▶ _WHAT YOU NEED TO DO_:
Put the lines from the one containing "mark the region of every instance of the running" through the end of the listing, both ends included, into a JSON list of strings with one string per line and blank lines omitted.

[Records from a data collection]

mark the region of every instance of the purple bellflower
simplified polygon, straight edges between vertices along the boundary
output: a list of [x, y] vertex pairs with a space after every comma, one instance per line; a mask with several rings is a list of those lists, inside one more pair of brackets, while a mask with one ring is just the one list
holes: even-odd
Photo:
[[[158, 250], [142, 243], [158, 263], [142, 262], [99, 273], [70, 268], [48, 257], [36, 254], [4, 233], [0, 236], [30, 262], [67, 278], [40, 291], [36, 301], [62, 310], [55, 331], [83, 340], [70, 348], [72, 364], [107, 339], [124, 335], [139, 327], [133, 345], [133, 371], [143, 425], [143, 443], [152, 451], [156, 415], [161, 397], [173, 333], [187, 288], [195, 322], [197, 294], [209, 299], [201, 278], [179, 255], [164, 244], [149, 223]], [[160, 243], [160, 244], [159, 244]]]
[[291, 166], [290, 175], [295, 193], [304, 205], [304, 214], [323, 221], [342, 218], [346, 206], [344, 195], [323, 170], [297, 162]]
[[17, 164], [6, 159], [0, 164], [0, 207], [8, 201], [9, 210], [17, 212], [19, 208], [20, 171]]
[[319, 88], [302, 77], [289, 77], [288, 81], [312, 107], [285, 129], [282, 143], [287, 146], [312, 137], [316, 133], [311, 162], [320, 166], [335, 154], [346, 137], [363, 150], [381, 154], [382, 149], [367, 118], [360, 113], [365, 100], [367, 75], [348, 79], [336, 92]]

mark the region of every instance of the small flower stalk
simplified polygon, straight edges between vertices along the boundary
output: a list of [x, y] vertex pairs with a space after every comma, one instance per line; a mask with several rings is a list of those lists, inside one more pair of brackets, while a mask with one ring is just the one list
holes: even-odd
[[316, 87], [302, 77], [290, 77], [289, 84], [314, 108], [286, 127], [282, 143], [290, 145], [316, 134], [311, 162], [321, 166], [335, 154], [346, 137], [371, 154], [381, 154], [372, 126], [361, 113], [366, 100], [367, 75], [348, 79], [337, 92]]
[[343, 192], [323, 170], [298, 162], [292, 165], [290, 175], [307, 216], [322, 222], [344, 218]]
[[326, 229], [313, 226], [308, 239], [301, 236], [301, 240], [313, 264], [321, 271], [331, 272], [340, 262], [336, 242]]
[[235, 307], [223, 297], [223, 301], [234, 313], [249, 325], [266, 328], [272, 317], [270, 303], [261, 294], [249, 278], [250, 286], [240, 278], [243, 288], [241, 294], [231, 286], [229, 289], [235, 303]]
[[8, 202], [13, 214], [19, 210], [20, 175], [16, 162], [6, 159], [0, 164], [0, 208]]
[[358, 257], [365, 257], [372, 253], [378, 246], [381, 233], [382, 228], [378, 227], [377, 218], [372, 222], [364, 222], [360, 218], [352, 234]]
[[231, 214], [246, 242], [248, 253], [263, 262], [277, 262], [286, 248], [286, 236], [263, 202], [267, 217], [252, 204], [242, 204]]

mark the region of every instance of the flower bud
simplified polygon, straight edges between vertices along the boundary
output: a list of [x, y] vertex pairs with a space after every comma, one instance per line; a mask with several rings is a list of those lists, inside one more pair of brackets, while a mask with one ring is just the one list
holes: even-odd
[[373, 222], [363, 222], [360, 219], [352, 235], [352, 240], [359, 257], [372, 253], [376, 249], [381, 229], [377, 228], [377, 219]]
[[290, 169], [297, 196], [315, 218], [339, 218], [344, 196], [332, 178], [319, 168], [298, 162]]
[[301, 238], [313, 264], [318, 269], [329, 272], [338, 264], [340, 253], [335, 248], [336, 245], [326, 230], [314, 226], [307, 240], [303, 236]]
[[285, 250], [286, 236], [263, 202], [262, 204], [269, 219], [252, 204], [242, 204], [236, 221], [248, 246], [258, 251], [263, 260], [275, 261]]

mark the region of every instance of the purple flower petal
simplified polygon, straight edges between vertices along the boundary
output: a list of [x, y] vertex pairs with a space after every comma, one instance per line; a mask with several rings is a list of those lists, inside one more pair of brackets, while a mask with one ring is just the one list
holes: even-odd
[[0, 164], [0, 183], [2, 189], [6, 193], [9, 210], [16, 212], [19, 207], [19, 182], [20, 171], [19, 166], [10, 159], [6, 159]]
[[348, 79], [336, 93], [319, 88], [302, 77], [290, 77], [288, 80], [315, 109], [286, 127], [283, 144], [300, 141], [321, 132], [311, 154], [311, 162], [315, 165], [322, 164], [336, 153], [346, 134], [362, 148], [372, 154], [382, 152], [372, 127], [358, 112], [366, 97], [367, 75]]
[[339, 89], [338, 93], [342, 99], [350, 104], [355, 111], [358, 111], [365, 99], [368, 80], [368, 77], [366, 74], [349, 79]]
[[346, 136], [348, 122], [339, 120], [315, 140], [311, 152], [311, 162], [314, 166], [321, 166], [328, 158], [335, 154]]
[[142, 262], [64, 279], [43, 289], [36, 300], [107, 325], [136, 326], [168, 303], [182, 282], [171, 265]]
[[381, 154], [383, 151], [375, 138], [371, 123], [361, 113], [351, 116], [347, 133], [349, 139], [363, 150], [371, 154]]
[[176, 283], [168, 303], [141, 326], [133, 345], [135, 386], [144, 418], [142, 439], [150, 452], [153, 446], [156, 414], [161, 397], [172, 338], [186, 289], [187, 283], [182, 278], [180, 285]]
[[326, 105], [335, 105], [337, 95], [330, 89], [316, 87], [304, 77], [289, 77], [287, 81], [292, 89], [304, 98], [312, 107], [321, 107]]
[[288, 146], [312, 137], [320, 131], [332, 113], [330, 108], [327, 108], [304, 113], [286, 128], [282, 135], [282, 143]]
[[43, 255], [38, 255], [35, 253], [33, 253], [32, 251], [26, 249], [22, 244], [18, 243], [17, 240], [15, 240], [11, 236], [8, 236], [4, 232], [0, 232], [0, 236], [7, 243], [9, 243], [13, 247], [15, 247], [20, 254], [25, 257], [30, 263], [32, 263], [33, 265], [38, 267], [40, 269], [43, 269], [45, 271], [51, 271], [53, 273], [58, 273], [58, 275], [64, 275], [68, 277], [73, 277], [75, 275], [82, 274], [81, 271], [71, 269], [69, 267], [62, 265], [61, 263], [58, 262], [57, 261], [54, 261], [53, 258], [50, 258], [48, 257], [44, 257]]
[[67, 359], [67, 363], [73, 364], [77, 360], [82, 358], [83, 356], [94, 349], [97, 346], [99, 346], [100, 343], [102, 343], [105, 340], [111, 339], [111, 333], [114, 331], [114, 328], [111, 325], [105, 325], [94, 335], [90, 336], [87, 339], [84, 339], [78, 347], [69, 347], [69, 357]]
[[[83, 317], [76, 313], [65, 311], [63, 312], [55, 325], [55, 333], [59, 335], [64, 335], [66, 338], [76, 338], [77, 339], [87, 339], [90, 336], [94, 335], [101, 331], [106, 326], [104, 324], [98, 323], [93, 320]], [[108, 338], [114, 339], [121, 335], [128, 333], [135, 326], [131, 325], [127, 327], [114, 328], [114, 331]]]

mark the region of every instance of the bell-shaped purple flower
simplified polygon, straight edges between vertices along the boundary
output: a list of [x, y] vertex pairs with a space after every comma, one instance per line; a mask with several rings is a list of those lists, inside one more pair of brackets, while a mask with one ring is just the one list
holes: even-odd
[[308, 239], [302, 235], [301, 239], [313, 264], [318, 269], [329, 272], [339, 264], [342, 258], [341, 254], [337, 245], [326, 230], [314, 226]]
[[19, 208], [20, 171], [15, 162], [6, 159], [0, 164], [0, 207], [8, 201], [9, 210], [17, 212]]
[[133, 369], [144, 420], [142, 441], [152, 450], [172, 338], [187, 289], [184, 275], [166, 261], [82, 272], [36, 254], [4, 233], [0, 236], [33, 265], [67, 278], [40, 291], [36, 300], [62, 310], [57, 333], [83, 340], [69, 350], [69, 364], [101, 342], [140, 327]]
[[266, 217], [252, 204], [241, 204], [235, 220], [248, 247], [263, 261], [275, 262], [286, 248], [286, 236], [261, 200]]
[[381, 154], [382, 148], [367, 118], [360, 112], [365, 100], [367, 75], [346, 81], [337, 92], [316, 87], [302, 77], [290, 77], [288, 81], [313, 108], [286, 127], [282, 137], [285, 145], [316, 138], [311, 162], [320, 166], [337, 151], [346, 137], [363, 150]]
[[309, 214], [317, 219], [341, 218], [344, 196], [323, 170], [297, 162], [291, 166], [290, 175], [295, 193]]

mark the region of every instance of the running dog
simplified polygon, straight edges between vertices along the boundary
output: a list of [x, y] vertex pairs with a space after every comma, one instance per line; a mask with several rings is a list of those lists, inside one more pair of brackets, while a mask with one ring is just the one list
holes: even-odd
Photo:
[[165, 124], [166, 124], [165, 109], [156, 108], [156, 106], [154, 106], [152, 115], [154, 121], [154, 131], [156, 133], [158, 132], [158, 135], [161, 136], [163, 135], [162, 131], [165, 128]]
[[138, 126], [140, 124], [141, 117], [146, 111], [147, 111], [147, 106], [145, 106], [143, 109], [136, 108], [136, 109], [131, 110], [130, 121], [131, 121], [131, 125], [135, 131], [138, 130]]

▶ _REPLY_:
[
  "mark the region of every instance of the running dog",
  "simplified polygon, straight edges between vertices along the boundary",
  "output: a list of [x, y] vertex pairs with a space after every comma, one instance per line; a mask with several rings is a list of those lists, inside one more pair of brackets, while a mask with one ring is just the one list",
  "holes: even-odd",
  "Photo:",
  "[[165, 124], [166, 124], [165, 109], [156, 108], [156, 106], [154, 106], [152, 115], [154, 121], [154, 131], [156, 133], [158, 132], [158, 135], [161, 136], [163, 135], [162, 131], [165, 128]]",
  "[[138, 126], [140, 124], [141, 117], [146, 111], [147, 111], [147, 106], [145, 106], [143, 109], [136, 108], [136, 109], [131, 110], [130, 121], [131, 121], [131, 125], [135, 131], [138, 130]]"
]